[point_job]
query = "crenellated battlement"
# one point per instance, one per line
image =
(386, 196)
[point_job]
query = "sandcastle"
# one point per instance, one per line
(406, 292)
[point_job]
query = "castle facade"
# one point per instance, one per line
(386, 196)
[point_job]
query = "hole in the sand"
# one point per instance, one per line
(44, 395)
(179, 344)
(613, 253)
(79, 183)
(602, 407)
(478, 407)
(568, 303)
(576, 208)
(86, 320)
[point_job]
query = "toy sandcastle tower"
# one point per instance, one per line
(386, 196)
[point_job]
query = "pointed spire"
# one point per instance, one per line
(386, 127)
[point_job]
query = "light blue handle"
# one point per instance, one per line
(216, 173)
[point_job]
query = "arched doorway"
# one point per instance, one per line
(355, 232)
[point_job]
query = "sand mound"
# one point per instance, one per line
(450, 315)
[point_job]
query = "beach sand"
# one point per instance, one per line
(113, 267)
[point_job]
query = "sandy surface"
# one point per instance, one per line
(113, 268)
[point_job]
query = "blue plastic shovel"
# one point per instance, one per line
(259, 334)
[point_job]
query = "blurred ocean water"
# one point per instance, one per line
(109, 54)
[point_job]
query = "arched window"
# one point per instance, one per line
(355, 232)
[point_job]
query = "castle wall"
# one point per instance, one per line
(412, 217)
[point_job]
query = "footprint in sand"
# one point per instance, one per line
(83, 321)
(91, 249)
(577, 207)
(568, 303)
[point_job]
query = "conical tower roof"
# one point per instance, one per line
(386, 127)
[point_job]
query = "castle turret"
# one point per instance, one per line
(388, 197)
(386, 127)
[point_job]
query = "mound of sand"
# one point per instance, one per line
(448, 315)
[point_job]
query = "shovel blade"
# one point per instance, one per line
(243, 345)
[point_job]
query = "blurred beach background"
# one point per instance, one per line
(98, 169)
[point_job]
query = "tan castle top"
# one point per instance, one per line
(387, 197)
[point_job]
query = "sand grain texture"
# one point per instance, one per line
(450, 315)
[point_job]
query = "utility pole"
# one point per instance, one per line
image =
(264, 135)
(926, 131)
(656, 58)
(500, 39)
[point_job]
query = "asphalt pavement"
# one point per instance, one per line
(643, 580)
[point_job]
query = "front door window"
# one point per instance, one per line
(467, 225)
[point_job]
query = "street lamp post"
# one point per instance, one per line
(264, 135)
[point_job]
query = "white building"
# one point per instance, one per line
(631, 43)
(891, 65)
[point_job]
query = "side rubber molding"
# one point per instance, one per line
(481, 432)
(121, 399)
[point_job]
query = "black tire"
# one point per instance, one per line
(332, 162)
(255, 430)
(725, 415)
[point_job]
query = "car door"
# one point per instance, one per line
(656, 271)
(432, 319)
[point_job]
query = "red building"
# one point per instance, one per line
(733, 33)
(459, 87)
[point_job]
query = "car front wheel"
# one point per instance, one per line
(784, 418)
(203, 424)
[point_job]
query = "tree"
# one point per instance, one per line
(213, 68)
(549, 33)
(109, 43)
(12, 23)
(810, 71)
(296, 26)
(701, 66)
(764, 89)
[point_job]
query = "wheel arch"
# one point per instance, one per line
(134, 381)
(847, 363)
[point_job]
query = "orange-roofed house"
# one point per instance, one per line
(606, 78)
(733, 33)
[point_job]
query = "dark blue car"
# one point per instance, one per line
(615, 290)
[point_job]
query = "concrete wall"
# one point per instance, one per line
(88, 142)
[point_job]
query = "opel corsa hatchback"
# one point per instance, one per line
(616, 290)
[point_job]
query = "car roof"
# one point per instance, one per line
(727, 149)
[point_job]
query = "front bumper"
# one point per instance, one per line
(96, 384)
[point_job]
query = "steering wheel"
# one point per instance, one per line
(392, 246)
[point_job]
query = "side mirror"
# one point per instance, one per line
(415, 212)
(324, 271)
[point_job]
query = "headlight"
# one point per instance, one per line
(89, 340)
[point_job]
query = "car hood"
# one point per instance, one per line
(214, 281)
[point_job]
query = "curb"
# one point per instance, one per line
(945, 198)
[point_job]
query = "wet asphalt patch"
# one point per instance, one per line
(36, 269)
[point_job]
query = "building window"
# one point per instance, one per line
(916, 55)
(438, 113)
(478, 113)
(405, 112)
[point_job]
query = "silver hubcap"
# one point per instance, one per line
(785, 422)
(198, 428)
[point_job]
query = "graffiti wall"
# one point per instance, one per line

◇ ◇ ◇ ◇ ◇

Problem description -
Read the data above and count the lines that include "wheel". Answer only with the count.

Answer below -
3